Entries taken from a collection
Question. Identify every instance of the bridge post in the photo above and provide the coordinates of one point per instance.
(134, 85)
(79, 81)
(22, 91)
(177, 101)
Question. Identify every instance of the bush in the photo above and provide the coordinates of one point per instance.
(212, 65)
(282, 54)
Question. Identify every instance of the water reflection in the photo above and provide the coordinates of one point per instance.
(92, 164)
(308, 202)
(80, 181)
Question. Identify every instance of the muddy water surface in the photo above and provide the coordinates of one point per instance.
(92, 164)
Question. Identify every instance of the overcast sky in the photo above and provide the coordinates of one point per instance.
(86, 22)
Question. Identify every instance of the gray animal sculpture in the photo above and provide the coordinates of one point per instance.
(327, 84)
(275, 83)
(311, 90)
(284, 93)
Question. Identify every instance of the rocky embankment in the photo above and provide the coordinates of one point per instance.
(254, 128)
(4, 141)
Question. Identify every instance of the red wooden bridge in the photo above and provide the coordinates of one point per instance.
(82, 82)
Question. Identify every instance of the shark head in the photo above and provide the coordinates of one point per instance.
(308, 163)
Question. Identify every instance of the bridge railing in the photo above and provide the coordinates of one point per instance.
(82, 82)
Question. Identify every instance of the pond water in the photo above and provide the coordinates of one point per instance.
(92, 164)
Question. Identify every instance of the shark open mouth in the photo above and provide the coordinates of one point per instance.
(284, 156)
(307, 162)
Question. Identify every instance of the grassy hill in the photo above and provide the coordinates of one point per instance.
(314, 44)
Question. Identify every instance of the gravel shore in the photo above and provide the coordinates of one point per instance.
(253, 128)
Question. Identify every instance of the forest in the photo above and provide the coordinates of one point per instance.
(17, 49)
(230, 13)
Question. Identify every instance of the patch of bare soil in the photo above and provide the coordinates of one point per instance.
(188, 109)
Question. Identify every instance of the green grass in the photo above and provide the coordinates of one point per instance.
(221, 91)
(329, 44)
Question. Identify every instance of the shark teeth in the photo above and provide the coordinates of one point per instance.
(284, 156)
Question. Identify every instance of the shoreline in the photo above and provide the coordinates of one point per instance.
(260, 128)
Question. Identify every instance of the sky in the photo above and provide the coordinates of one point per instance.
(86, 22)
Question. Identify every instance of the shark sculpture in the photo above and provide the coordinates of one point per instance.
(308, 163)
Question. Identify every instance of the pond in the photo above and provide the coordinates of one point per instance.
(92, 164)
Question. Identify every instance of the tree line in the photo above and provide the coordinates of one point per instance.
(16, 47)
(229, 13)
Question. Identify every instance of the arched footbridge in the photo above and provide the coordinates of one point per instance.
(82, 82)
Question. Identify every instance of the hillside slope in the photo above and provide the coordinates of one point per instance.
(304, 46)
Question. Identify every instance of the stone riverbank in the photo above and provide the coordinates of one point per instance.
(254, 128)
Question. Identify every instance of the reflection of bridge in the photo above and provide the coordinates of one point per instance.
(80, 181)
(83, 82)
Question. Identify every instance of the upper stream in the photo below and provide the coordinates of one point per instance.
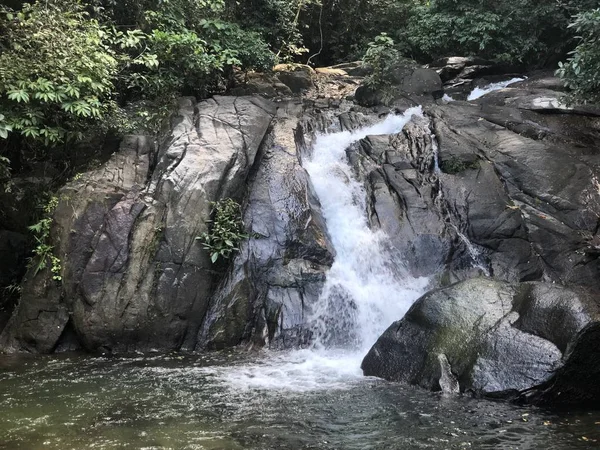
(305, 399)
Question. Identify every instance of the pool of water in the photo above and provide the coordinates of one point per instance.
(260, 401)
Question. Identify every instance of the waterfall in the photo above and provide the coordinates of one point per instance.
(480, 92)
(367, 287)
(366, 290)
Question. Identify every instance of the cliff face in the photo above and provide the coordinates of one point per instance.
(506, 187)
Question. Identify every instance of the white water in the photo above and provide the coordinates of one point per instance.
(366, 290)
(480, 92)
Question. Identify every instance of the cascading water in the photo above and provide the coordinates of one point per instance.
(366, 289)
(481, 91)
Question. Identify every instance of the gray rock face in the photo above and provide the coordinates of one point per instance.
(406, 79)
(497, 337)
(516, 195)
(506, 186)
(279, 272)
(134, 276)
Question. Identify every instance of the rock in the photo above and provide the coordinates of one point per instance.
(406, 81)
(498, 338)
(462, 67)
(354, 69)
(297, 81)
(13, 248)
(331, 71)
(421, 82)
(266, 85)
(279, 272)
(134, 276)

Stated problem = Above are records to transcribe exactly; leave their pictures out.

Completed task =
Question. Identify every instance of the bridge post in the photo above and provide the coordinates of one point per instance.
(134, 85)
(79, 81)
(22, 91)
(177, 101)
Question. Identify every instance of the bush in the photo above and provide the coordinates of one point per instance.
(212, 65)
(282, 54)
Question. Identify every instance of the water reflection in the photo above and provide the coordinates of one point per instance.
(92, 164)
(308, 202)
(80, 181)
Question. Identify every instance of the muddy water surface in the photo above and provide the coordinates of one point per instance.
(92, 164)
Question. Identify every instance of the overcast sky in the photo above and provide the coordinates of one point per instance.
(86, 22)
Question. Identify every instance of the gray animal sculpture in the photo above and provide the coordinates of one point per instance.
(327, 84)
(275, 83)
(311, 90)
(284, 93)
Question. Identify every instance of the rocky embankment in the photo above and provide the coordinates of one point per instance.
(254, 128)
(4, 141)
Question. Identify every instance of the red wooden bridge in the photo above and provide the coordinates of one point per instance.
(82, 82)
Question. Identify every instance of the shark head in the photo above and provide the coordinates of one point per instance.
(308, 163)
Question. Identify every instance of the bridge railing in the photo above and provide the coordinates of one point per instance.
(82, 82)
Question. Identify every instance of the pond water in the photo above and provide the coordinates of one point per instance.
(92, 164)
Question. Identify every instance of the shark open mouth in the photo above and provide the coordinates of one point per instance.
(284, 156)
(307, 162)
Question. Identify every instance of the grassy hill in the photo above and provide the coordinates of one point per instance.
(314, 44)
Question. Identify every instance of the gravel shore in the photo above and provide the coordinates of one point per instance.
(253, 128)
Question. Identify every instance of the forest in the photo above and provide the coordinates of one point per instance.
(17, 49)
(230, 13)
Question. Identify every instance of the patch of bare soil in the photo above and provide the coordinates of one point per instance.
(188, 109)
Question. Identify every instance of the green grass in the photo above and provide the coordinates of one point per instance.
(221, 91)
(329, 44)
Question. Identify every instance of the shark teeth in the photo above and provide the coordinates of one point per instance.
(284, 156)
Question. Identify every instance of the shoreline in the photo above and provide the coordinates of one point per instance.
(260, 128)
Question. Identify every instance of the sky in the photo above and provide the coordinates of one point per instance.
(86, 22)
Question. Identify every instance of the shark sculpture in the photo above and provide the coordinates of one point per instance.
(308, 163)
Question. Identify every instance of the pond in the photo above and provide the coordinates of one point per instance.
(92, 164)
Question. Identify every instance of the tree line in the photo above and provide the coordinates of one point per instance.
(16, 47)
(229, 13)
Question. Identify every instance of the arched footbridge in the photo above and provide the coordinates of one point per instance.
(82, 82)
Question. Identify every instance of the hillside slope in the photo above and provide the coordinates of one point per instance.
(304, 46)
Question. Identify every instance of the stone riverbank in the photo above and provide the coordinates of one point per instance.
(254, 128)
Question. Identify every instance of the reflection of bridge in the photo above and provide the coordinates of one point per instance.
(80, 181)
(83, 82)
Question. Identify every instance of the upper stream in the photo below and provide the coordinates of one point per instance.
(305, 399)
Question. Identify every instance of the pool of water in the photo above and provide the coordinates of one point per instance.
(260, 401)
Question. Identify every instance of the waterfall in the photo above and provide the coordinates of one point per instance.
(480, 92)
(367, 287)
(366, 290)
Question. Identify every instance of the cliff face in the photo above and provide the coordinates of one point per instance.
(506, 187)
Question. Identify every instance of the white water in the photo above and provide the coordinates of one point per instance.
(366, 290)
(480, 92)
Question. Identify every instance of the cascading water in the photo above and provide the coordinates of one point per instance.
(366, 289)
(481, 91)
Question. Identify every instance of the gray rock face in the photo above and provide the coordinates of one point per instance.
(406, 79)
(497, 337)
(516, 195)
(506, 186)
(279, 272)
(134, 276)
Question. Identify every instance of the rock in the photo above and provide the coordinates of one point per instance.
(406, 81)
(498, 338)
(462, 67)
(354, 69)
(297, 81)
(13, 248)
(331, 71)
(421, 82)
(266, 85)
(279, 272)
(134, 276)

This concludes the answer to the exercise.